■ **Task requirements**
Output only the lines from the one holding "of the beige" to the end of the data below, please, copied exactly.

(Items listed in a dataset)
________________________

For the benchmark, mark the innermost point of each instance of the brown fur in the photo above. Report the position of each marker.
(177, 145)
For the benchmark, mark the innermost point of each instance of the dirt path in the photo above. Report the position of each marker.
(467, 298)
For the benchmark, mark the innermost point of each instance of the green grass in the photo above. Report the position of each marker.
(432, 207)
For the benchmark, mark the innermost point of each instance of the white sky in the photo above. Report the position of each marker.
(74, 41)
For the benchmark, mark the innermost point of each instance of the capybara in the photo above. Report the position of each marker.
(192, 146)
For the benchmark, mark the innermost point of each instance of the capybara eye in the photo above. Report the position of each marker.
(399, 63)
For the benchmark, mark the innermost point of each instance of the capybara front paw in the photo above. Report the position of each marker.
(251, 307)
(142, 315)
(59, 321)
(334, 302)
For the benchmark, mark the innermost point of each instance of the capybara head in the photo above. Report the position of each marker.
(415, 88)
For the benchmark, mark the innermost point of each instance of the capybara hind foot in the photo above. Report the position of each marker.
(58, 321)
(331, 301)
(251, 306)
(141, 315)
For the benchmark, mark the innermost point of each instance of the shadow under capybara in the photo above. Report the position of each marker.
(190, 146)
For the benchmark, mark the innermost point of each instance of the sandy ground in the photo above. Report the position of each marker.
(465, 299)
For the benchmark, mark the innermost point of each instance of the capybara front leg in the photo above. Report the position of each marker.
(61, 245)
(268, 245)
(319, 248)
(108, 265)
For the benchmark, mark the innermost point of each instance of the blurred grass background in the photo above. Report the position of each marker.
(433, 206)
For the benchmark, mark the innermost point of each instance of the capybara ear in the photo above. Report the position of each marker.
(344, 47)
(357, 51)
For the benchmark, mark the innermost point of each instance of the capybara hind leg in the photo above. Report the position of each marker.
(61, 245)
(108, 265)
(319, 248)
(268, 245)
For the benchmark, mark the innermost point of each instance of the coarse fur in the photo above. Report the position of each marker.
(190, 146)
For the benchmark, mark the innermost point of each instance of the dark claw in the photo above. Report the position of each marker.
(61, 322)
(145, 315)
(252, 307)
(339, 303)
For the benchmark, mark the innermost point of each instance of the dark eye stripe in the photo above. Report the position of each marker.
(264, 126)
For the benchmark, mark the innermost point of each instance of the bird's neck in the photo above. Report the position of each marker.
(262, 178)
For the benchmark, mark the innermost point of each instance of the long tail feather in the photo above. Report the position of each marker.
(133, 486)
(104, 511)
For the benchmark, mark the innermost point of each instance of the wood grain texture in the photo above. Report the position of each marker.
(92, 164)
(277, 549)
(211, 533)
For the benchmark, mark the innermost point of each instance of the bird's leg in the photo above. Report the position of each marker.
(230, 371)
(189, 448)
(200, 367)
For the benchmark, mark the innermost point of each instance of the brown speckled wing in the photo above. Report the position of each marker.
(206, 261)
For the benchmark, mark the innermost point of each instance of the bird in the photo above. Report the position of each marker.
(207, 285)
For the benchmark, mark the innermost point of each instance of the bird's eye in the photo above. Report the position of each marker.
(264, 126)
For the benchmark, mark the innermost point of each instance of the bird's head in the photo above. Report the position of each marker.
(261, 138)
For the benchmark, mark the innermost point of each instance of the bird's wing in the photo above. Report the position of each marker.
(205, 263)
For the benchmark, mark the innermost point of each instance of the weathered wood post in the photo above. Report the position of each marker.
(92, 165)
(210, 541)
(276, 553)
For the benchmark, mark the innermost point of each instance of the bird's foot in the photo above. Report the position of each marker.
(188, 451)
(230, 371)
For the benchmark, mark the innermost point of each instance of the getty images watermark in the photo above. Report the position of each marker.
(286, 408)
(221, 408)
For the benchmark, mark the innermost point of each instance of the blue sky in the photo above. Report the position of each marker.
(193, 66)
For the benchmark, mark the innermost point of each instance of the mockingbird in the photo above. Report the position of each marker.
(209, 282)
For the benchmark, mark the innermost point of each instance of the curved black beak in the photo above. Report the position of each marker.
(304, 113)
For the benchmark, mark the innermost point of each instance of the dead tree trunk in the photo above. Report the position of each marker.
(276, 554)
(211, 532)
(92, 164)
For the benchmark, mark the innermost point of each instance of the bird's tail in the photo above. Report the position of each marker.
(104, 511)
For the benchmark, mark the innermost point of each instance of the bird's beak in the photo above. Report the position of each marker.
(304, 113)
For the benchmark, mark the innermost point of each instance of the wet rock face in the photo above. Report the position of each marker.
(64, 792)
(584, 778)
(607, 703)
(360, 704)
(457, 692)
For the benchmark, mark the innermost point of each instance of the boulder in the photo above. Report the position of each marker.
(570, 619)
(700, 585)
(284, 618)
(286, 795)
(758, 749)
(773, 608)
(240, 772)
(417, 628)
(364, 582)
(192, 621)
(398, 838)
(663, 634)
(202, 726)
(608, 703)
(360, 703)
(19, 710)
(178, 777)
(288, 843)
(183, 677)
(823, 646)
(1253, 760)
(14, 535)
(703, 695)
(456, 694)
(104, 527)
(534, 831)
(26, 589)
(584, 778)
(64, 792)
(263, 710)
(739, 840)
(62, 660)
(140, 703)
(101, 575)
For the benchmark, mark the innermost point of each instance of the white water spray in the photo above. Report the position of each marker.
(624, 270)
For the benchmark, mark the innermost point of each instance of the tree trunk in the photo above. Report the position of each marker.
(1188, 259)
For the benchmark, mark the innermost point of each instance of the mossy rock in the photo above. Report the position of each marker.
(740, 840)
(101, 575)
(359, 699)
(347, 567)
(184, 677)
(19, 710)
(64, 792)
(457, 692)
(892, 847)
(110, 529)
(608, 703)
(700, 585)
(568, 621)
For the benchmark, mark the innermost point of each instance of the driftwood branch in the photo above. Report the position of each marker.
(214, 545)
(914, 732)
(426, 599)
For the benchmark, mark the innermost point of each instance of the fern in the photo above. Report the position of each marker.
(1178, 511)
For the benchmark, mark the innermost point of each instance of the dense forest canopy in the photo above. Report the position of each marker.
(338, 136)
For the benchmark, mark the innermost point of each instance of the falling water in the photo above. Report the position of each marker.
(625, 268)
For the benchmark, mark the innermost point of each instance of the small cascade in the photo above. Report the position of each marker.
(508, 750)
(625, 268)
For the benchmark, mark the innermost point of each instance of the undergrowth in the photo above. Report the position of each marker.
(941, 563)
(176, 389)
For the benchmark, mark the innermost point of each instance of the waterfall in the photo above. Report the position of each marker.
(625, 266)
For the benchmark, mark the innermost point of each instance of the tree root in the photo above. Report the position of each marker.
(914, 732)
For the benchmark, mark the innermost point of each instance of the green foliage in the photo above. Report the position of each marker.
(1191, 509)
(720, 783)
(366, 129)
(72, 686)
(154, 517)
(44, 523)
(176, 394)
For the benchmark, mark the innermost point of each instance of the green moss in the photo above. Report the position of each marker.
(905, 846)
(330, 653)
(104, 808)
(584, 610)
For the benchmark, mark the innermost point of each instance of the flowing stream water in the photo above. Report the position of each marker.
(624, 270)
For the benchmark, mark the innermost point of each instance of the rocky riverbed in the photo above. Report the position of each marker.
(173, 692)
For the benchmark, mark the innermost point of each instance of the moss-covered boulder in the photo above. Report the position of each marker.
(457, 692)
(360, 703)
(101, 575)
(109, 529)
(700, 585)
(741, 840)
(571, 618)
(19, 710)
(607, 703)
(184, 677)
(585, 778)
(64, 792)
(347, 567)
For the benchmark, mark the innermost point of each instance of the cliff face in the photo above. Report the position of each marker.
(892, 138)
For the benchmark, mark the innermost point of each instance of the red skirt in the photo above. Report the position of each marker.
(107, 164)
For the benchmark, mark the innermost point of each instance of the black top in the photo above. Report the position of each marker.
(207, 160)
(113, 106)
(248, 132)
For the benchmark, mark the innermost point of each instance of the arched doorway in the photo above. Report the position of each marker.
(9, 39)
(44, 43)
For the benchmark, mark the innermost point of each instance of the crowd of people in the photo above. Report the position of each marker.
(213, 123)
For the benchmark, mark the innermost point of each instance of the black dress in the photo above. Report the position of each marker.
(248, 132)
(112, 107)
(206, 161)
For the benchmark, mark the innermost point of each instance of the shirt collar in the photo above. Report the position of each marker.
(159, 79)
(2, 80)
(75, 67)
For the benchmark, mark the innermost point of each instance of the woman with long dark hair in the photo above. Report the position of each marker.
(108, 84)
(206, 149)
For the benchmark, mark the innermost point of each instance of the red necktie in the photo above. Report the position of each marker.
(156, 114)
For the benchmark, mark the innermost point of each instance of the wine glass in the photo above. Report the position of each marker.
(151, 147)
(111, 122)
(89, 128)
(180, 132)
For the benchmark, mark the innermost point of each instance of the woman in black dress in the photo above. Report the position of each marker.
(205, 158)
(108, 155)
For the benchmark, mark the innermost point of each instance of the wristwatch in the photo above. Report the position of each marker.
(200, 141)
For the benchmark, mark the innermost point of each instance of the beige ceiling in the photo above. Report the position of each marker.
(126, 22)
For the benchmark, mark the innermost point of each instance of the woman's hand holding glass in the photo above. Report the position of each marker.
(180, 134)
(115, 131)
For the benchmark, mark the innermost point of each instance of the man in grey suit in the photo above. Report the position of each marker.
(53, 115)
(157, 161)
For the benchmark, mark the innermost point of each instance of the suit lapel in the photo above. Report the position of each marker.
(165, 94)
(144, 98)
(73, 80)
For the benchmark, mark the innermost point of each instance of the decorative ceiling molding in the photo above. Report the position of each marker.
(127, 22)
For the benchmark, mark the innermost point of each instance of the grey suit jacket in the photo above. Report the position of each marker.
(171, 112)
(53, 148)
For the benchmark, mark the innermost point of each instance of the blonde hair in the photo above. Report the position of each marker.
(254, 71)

________________________

■ **Result for this exercise**
For the benchmark, mark the innermost point of each instance of the beige ceiling in the photo above. Report the position of each marker.
(126, 22)
For the benchmark, mark the innermost point of each instance of the woman's hand holding glass in the photo above. Report the position of each marker.
(180, 134)
(115, 131)
For the benchmark, mark the innermost point of each instance of the man in grey suit in the photo above. Report the position of each marker.
(53, 115)
(157, 161)
For the benchmark, mark the innermost point of each instance of the suit lapel in the photo above. Report the position of each marker.
(165, 94)
(144, 98)
(73, 80)
For the benchmark, mark the innermost point of each instance of the decorative ceiling molding in the photo above. Report the position of each marker.
(127, 22)
For the benchmark, mark the innermost point of each instance of the grey suit jacket in the photo above. Report the position of each marker.
(171, 112)
(53, 148)
For the benchmark, mark the innermost point of each instance of the blonde hair in the photo above. Report the position of each marker.
(254, 71)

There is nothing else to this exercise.